-- START OF Source material --

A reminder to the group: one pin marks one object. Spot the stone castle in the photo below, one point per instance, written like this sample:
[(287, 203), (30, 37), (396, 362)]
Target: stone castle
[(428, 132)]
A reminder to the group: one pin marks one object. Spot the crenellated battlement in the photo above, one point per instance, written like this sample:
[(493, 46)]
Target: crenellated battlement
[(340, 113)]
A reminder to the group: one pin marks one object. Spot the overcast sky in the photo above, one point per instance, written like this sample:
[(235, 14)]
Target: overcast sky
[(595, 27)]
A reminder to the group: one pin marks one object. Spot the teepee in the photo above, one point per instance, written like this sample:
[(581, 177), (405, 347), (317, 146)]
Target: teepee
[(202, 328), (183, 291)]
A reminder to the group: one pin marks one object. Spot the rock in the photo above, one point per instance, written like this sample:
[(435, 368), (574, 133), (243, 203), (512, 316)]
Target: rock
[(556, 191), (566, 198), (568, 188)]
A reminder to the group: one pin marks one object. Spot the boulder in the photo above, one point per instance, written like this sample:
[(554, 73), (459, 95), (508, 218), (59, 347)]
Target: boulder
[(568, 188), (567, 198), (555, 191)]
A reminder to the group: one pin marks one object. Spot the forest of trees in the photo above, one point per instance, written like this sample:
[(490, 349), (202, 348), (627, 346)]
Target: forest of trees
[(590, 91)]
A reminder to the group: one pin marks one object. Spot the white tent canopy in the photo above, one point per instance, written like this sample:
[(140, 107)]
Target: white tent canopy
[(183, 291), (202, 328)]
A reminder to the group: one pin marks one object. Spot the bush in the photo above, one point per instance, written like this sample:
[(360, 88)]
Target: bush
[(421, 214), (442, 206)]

-- END OF Source material --

▶ [Objective]:
Rewrite the items from the first line through the line containing "[(428, 132)]", keeping the requests as they are but multiplying each coordinate in the answers by 1.7 and rounding to whole numbers, with halves rounded up. Leave the sample coordinates in the requests unchanged.

▶ [Finished task]:
A reminder to the group: one pin marks one object. Spot the stone castle in the photo below, one point per instance, written like this sample:
[(287, 203), (30, 37), (396, 362)]
Target: stone castle
[(728, 224)]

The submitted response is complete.